- Given problem
Please copy each of the items below word for word, leaving out the pictures.
━━━━━━━━━━━━━━━━━━━━
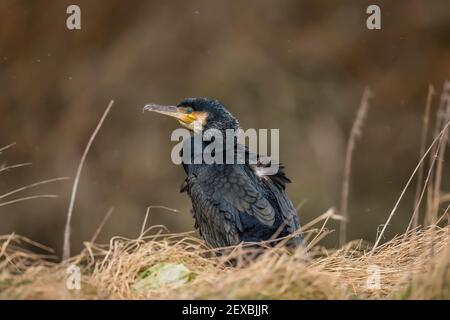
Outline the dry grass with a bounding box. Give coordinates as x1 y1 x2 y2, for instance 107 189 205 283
0 82 450 299
0 221 450 299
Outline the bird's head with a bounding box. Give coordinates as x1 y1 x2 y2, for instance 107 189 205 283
144 98 239 133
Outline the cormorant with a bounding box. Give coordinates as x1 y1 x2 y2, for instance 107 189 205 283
144 98 302 248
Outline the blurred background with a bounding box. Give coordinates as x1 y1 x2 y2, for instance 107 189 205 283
0 0 450 252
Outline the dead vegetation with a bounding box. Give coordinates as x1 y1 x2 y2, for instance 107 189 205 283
0 82 450 299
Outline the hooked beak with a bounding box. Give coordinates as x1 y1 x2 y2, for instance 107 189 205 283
143 104 195 125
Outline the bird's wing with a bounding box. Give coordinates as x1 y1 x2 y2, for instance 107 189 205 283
247 149 300 240
182 166 275 246
207 166 275 231
187 177 241 247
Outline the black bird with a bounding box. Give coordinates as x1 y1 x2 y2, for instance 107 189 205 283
144 98 302 248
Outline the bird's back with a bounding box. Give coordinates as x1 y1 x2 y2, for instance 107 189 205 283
182 158 301 247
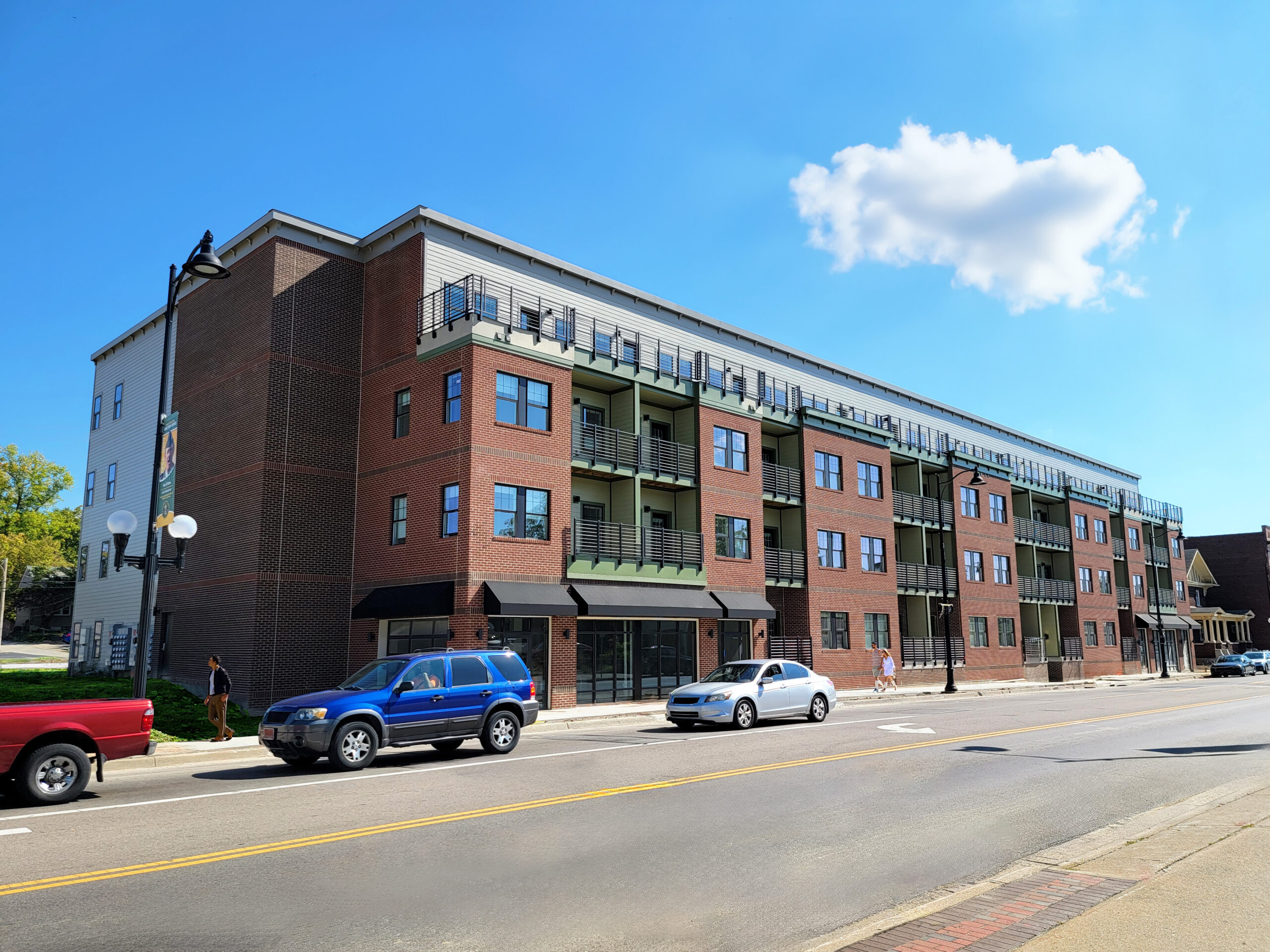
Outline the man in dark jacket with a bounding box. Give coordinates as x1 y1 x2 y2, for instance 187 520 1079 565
203 655 234 740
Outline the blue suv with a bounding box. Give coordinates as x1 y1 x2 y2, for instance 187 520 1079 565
260 651 538 771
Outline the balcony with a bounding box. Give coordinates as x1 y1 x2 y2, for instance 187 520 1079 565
1015 519 1072 548
1018 575 1076 605
573 519 705 569
895 562 956 595
763 548 807 585
763 460 803 501
890 491 952 526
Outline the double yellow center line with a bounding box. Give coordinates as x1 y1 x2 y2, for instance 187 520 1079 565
0 694 1250 896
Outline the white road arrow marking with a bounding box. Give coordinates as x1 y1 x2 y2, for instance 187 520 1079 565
878 723 935 734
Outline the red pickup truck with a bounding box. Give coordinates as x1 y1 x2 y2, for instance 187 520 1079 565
0 698 155 803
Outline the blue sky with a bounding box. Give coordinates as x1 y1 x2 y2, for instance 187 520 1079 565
0 2 1270 535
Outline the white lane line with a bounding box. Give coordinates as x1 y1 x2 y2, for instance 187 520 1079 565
4 716 909 820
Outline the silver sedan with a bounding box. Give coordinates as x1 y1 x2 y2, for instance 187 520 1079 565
665 660 838 730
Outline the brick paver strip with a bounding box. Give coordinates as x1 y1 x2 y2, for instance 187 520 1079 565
842 871 1134 952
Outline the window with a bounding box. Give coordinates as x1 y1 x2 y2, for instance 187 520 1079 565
992 556 1010 585
816 530 844 569
446 371 463 422
988 492 1006 523
494 483 549 539
388 496 405 546
392 387 410 439
970 614 988 648
715 426 749 472
860 536 887 573
821 612 851 648
865 612 890 648
816 453 842 489
856 463 882 499
997 618 1015 648
965 549 983 581
441 483 458 536
495 373 551 430
715 515 749 558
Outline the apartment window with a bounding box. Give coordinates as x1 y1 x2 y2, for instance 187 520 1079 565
860 536 887 573
970 614 988 648
392 387 410 439
865 612 890 648
715 426 749 472
965 549 983 581
441 483 458 536
494 373 551 430
388 496 405 546
988 492 1006 523
816 453 842 489
494 483 550 539
992 556 1010 585
816 530 843 569
821 612 851 648
715 515 749 558
961 486 979 519
856 463 882 499
446 371 463 422
997 618 1015 648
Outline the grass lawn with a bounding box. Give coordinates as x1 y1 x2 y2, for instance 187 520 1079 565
0 668 260 740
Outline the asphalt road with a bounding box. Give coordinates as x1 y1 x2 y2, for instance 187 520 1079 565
0 678 1270 952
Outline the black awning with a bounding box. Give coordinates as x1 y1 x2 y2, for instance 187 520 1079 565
353 581 454 618
710 590 776 618
485 581 578 616
569 585 723 618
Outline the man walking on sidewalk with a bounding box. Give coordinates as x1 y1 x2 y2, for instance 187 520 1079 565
203 655 234 741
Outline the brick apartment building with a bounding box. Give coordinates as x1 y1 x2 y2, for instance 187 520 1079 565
75 207 1194 710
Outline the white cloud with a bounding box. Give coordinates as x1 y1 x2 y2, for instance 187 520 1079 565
1173 206 1190 238
790 123 1156 313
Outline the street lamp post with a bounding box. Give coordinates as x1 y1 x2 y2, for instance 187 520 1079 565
107 231 230 698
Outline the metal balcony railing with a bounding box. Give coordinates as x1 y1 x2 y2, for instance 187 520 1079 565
763 460 803 499
763 548 807 581
1018 575 1076 603
890 490 952 526
895 562 956 595
1015 518 1072 548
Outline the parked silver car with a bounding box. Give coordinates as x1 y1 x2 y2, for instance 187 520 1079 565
665 660 838 730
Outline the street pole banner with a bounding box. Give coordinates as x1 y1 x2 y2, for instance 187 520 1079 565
155 413 178 527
━━━━━━━━━━━━━━━━━━━━
- Result
Outline the dry grass with a bounding box. Give coordinates as x1 y1 x2 y2, for instance 107 189 205 283
0 82 450 299
0 221 450 299
Outline the bird's head with a bounding box. Give coordinates as x1 y1 x2 y2, for instance 107 189 205 283
144 98 239 133
Outline the cormorant with a bounding box. Give coordinates as x1 y1 x2 y2, for instance 107 189 205 283
144 98 302 248
Outline the blurred background with a bounding box. Give coordinates as x1 y1 x2 y2, for instance 107 189 205 283
0 0 450 252
Outline the dead vegetation with a bounding box. Give coordinates as x1 y1 x2 y2, for instance 107 189 205 283
0 82 450 299
Outline the hooked beak with a bounding box. Give coordinates as x1 y1 x2 y2, for instance 107 189 205 283
143 104 195 125
Outline the bird's wing with a bounding box. Give coordinates as x1 y1 x2 y2, for instance 107 189 205 283
247 149 300 240
182 166 275 246
207 166 275 231
187 177 241 247
Outline the black bird with a bounding box. Give coordinates as x1 y1 x2 y2, for instance 107 189 205 283
144 98 302 248
Outline the bird's back with a bounding box. Give coordinates as x1 y1 x2 y2, for instance 107 189 205 283
182 158 301 247
Outline the man in dark jacket with a bounding box. Give coordinates as x1 y1 x2 y2, for instance 187 520 1079 565
203 655 234 740
Outline the blue suv with a bounding box. Give coordinates as x1 y1 x2 y2, for instance 187 520 1079 565
260 651 538 771
Outline the balcony with a bounding box. Give coordinates as x1 y1 x2 y2, for instance 187 520 1079 565
1015 519 1072 548
1018 575 1076 605
573 519 705 569
895 562 956 595
763 548 807 585
763 460 803 501
890 491 952 526
Outline the double yellow center line with a bounding box. Give coordinates as x1 y1 x2 y2, for instance 187 520 1079 565
0 694 1250 896
Outline the white road arrow marking with a bounding box. Give coordinates as x1 y1 x2 y2, for instance 187 520 1079 565
878 723 935 734
Outline the red pickup truck with a bounding box. Give coordinates as x1 y1 x2 y2, for instance 187 520 1079 565
0 698 155 803
Outline the blue sky with a bounding box. Give coordinates as x1 y1 x2 y2, for instance 187 520 1079 565
0 2 1270 535
Outline the white lane line with a bounding box. Give coordinates as x1 y1 x2 y2, for instance 187 520 1079 565
4 716 909 820
Outline the silver sedan with a bounding box. Give coordinates as x1 y1 x2 y2, for instance 187 520 1079 565
665 660 838 730
Outline the brick paver strip with a bounding box. Give coordinates as x1 y1 x2 y2, for instance 187 520 1079 565
842 871 1134 952
Outline the window with a bounding box. Give coordinates as x1 y1 x2 y2, for instance 187 520 1079 565
992 556 1010 585
816 530 844 569
446 371 463 422
988 492 1006 523
494 483 549 539
388 496 405 546
392 387 410 439
970 614 988 648
715 426 749 472
860 536 887 573
821 612 851 648
865 612 890 648
816 453 842 489
856 463 882 499
997 618 1015 648
965 549 983 581
441 483 458 536
495 373 551 430
715 515 749 558
Outline the apartment window with a bounding box. Give coordinates as x1 y1 x2 y2, for instance 187 520 1079 565
860 536 887 573
970 614 988 648
392 387 410 439
865 612 890 648
715 426 749 472
965 549 983 581
441 483 458 536
494 373 551 430
388 496 405 546
988 492 1006 523
816 453 842 489
494 483 550 539
992 556 1010 585
816 530 843 569
821 612 851 648
715 515 749 558
961 486 979 519
856 463 882 499
446 371 463 422
997 618 1015 648
Outline the grass lawn with a bounding box. Give coordinates as x1 y1 x2 y2, for instance 187 520 1079 565
0 668 260 740
Outline the asphalt road with a bounding box. Give coordinates as x1 y1 x2 y2, for instance 187 520 1079 565
0 678 1270 952
Outline the black awning with a bounding box. Give coordinates as x1 y1 x2 y2, for instance 187 520 1079 565
353 581 454 618
710 590 776 618
485 581 578 616
569 585 723 618
Outline the man walking on sidewalk with a bounding box. Give coordinates as x1 y1 x2 y2, for instance 187 520 1079 565
203 655 234 741
Outline the brick apartment building with a bounding box. Give coordinates as x1 y1 x2 y2, for instance 187 520 1079 565
75 207 1194 710
Outline the white cloud with a bounding box. Give coordinates as x1 y1 x2 y2, for instance 187 520 1079 565
1173 206 1190 238
790 123 1156 313
Outline the street lamp post with a bounding box. Give coordinates as x1 y1 x2 y2, for instance 187 520 1079 565
107 231 230 698
Outline the metal balcony railing with a bounding box. Give coordinates as x1 y1 x2 y2, for instance 187 520 1079 565
763 460 803 499
763 548 807 581
1018 575 1076 603
890 490 952 526
895 562 956 595
1015 518 1072 548
Outline the parked silver car with a bounding box. Give coordinates as x1 y1 x2 y2, for instance 187 520 1079 565
665 660 838 730
Outline the street pole banner with a bounding box. Give coordinates as x1 y1 x2 y2, for instance 187 520 1079 565
155 413 178 527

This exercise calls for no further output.